• _Directions_:
(A) Answer these questions using the essay about magicians below, one answer per line and marked the same way:
(i) Which publication did Alex Stone formerly write for?
(ii) In what year did Stone publish his article in Harper's?
(iii) What did David Copperfield make disappear, according to the essay?
(B) Resume the essay about magicians below, picking up right after its final sentence.

• _Quoted text_:

— START —

Something Up His Sleeve, Part 1

|

Bullwinkle_Rocky

Magicians scare me.

Not magic. Magic is cool. I was at a party recently when I asked someone what he did and he said he was a magician and I said I hope he didn’t mind but would he possibly—and even before the request was out of my mouth he had produced a deck of cards. We cleared space on the bar in a corner of the room, and soon a crowd had gathered. The impromptu   show was typically mind-blowing. I loved the act. But when it was over and the magician and I resumed our conversation, I realized I was nervous.

The magician turned out to be Alex Stone, a former writer for Discover, an aspiring physicist who eventually dropped out of the PhD program at Columbia University in order to pursue magic, and the author of Fooling Houdini: Magicians, Mentalists, Math Geeks, and the Hidden Powers of the Mind (out in paperback today). He was kind enough to send me his book a few days after we met. I confess I opened it with a combination of fascination and dread: fascination, because I might find out how magic fools me, and dread because I might find out how magicians fool me.

I thought a lot about my relationship to magic and magicians in the days following that party. Part of my fascination with magic, I finally decided, had a scientific side to it. Magic appears to break the laws of nature. Objects pass through solid surfaces, signed cards appear inside unopened decks, bifurcated women become whole. We know that the magicians aren’t breaking the laws of nature; we know there’s a trick to it, whatever the impossible “it” is. We don’t fall to our knees and worship the magicians for their ability to bend nature to their will. (Though Stone has an intriguing aside in his book: Was Jesus a magician, and his miracles conjuring tricks?) We just want to know, How’d they do that?

They won’t tell, of course. The magician’s code and all that. Stone himself received significant pushback from the magicians’ community after he published an article in Harper’s in 2008 that revealed some of the tricks behind the tricks of his trade. While he’s more circumspect in his book, he nonetheless argues that you can’t really violate the code if the “secrets” are already freely available on the internet. You want to know how David Copperfield made the Statue of Liberty disappear? The answer is a couple of clicks away. (I’ll save you the trouble.) The solution is—as the solutions to illusions often are—ingenious. When I find out the solution to an illusion, my response almost always is an intellectually fizzy My brain just doesn’t work that way.

Which brings me to my fear of magicians. While we know they’re not breaking the rules of nature, we also know that we’re powerless to stop them from appearing to break the rules of nature. If we don’t know the secret behind the illusion, they can easily fool us. Sometimes even if we do know the secret behind the illusion—sometimes even if we’re magicians—they can still fool us. My suspicion as I began reading Fooling Houdini, given the author’s background in physics, was that he would have a scientific explanation for how magicians deceive us. He did, and it did nothing to ease my discomfort: Because nobody’s brain works that way.

— END —

• _Information shown_:
— START —

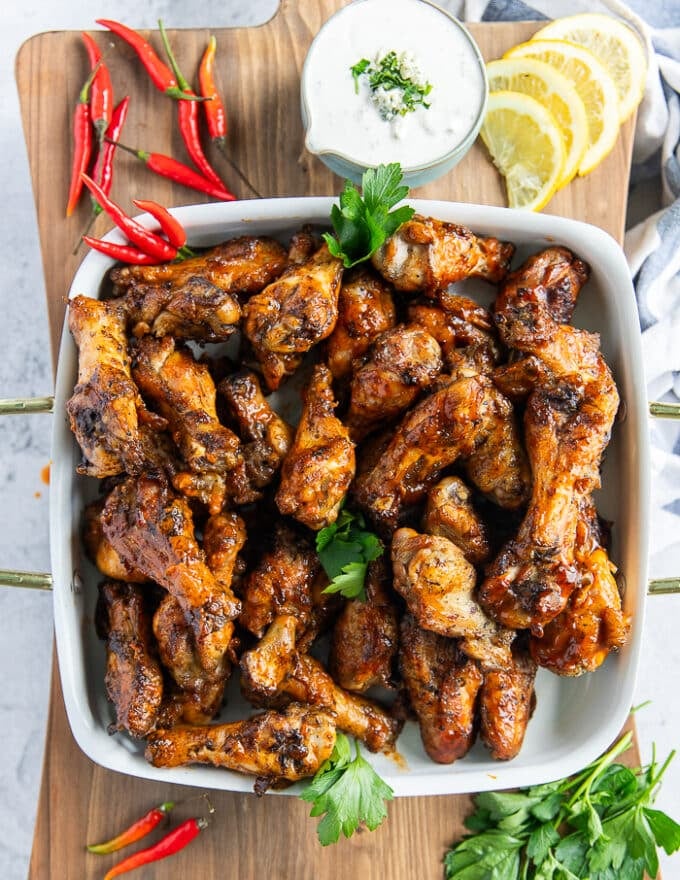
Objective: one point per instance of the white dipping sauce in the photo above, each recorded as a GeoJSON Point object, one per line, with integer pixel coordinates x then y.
{"type": "Point", "coordinates": [344, 122]}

— END —

• _Answers_:
(A)
(i) Discover
(ii) 2008
(iii) The Statue of Liberty

(B)
“In magic,” he writes, “when people fail to spot the secret to a trick, they tend to blame their vision, invoking the age-old saying ‘the hand is quicker than the eye.’ In fact, the human eye is a blazingly efficient instrument capable of spotting flashes of light as brief as 1/100th of a second, the shortest time interval on a digital stopwatch. A mere five photons—or quanta of light—are sufficient to trigger a conscious visual response.”

But it’s the subconscious response that’s the key to selling the trick.

We all know that magicians use misdirection—visual cues that get us to look where they want us to look, which is to say, not where we should be looking if we want to see how the trick is done. But often misdirection isn’t necessary, or is at best an accessory to what’s really fooling the mind: inattentional blindness.

Dominique_pickpocket

 

I once encountered this phenomenon first hand—or first wrist, I should say. A close-up magician entertaining at a dinner party asked me to volunteer for a trick. He held both my hands, said or did something about a coin (it doesn’t matter which), then let go. A few minutes later he asked me for the time. I had lost my watch—and he was wearing it.

Stone cites a 2005 study by psychologists Gustav Kuhn and Benjamin Tatler describing an experiment in which a magician “vanished” a cigarette by dropping it into his lap. Using eye-tracking tools, Kuhn and Tatler found that even those subjects who were looking directly at the cigarette as it fell into the magician’s lap didn’t consciously see it. “The image enters our pupils,” Stone writes, “strikes the retina, and barrels down the optic nerve all the way to the brain”—but the brain doesn’t consciously perceive it because it’s thinking about something else. (Probably most people reading this site have seen the count-the-basketball-passes video that illustrates this phenomenon, but if not, you’re in for a treat.) “Magicians employ misdirection,” Stone writes, “to force us into multitasking mode, thereby inducing a temporary state of impaired awareness.”

Magicians don’t just get us to look elsewhere. They get us to think elsewhere. And while we’re thinking elsewhere, we miss what’s going on right in front of us. Forget the idea that the hand is quicker than the eye. As Stone says, “The hand is quicker than the mind.”

There, I think, is the problem, at least for me. The magician who lifted my watch had distracted me with a trick I thought he was performing—the thing with the coin—so that he could perform the real trick. Some part of my brain must have noticed that he was twisting my wrist one way, then the other, then back, as he unlatched the wristband. Maybe part of my brain even saw him taking the watch. But that information never made it to my mind.

I like my mind. I like free will—or, more likely, the illusion of free will, which might well be the trickiest illusion of all. And magicians use their own (illusion of) free will to subvert it. That’s fascinating—as fascinating as any magic trick. But the magicians who can pull off that trick? Them I’m more scared of than ever.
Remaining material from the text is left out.